[begin TASK INPUT]
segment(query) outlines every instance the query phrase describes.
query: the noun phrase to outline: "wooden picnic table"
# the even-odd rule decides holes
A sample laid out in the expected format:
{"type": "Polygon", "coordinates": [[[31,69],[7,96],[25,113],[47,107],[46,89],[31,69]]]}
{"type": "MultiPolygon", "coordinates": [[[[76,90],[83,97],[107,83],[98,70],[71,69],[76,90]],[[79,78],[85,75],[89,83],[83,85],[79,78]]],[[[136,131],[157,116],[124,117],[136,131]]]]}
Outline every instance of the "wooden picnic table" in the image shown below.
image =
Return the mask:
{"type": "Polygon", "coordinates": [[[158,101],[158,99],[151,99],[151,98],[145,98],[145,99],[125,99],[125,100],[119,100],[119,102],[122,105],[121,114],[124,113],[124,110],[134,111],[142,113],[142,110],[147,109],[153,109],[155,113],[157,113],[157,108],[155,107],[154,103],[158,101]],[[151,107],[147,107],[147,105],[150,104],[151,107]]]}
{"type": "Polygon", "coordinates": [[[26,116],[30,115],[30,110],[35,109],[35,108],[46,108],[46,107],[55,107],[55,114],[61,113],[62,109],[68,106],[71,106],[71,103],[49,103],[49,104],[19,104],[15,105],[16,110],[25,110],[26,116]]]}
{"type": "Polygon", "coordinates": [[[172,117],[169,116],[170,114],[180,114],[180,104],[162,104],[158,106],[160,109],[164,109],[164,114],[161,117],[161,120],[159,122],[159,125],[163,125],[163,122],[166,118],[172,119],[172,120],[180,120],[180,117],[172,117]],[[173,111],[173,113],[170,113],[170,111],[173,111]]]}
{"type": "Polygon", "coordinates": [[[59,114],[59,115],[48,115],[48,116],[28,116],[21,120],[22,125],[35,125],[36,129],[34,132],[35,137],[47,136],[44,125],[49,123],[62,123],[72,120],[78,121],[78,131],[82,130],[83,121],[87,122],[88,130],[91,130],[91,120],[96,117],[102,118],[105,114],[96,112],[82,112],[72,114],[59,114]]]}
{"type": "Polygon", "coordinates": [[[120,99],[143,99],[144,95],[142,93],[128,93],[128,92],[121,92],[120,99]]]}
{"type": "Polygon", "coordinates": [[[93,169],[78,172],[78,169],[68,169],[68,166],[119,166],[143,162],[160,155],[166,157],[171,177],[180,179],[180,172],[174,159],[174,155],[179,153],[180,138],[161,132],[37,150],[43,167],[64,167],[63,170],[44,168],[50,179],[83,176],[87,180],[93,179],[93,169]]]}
[end TASK INPUT]
TO BE DONE — Copy all of the records above line for line, without changing anything.

RESPONSE BELOW —
segment(query) outlines every instance the query phrase describes.
query: the noun phrase to outline: "wooden picnic table"
# the even-odd rule decides holes
A sample laid out in the expected format:
{"type": "Polygon", "coordinates": [[[31,69],[7,96],[25,113],[47,107],[46,89],[31,69]]]}
{"type": "MultiPolygon", "coordinates": [[[[76,90],[83,97],[107,83],[98,70],[71,69],[76,90]],[[79,78],[85,75],[89,83],[83,85],[79,78]]],[[[136,131],[157,116],[124,117],[136,131]]]]}
Outline every instance of the "wooden picnic table" in the image shown below.
image =
Return the mask:
{"type": "Polygon", "coordinates": [[[158,101],[158,99],[151,99],[151,98],[145,98],[145,99],[125,99],[125,100],[119,100],[119,102],[122,105],[121,114],[124,113],[124,110],[134,111],[142,113],[142,110],[147,109],[153,109],[155,113],[157,113],[157,108],[155,107],[154,103],[158,101]],[[151,107],[147,107],[147,105],[150,104],[151,107]]]}
{"type": "Polygon", "coordinates": [[[26,116],[30,115],[30,110],[35,109],[35,108],[46,108],[46,107],[55,107],[55,114],[61,113],[62,109],[68,106],[71,106],[71,103],[49,103],[49,104],[19,104],[15,105],[16,110],[25,110],[26,116]]]}
{"type": "Polygon", "coordinates": [[[172,117],[169,116],[170,114],[180,114],[180,104],[162,104],[158,106],[160,109],[164,109],[164,114],[161,117],[161,120],[159,122],[159,125],[163,125],[163,122],[166,118],[172,119],[172,120],[180,120],[180,117],[172,117]],[[173,111],[173,113],[170,113],[170,111],[173,111]]]}
{"type": "Polygon", "coordinates": [[[59,114],[59,115],[48,115],[48,116],[28,116],[21,120],[22,125],[35,125],[36,129],[34,132],[35,137],[47,136],[44,125],[49,123],[62,123],[72,120],[78,121],[78,131],[82,130],[83,121],[87,122],[88,130],[91,130],[91,120],[96,117],[102,118],[105,114],[96,112],[82,112],[72,114],[59,114]]]}
{"type": "Polygon", "coordinates": [[[120,99],[143,99],[144,95],[142,93],[128,93],[128,92],[121,92],[120,99]]]}
{"type": "Polygon", "coordinates": [[[93,169],[78,172],[78,169],[68,169],[68,166],[119,166],[143,162],[160,155],[166,157],[171,177],[180,179],[180,172],[174,159],[174,155],[179,153],[180,138],[161,132],[37,150],[43,167],[64,167],[63,170],[44,168],[50,179],[83,176],[87,180],[93,179],[93,169]]]}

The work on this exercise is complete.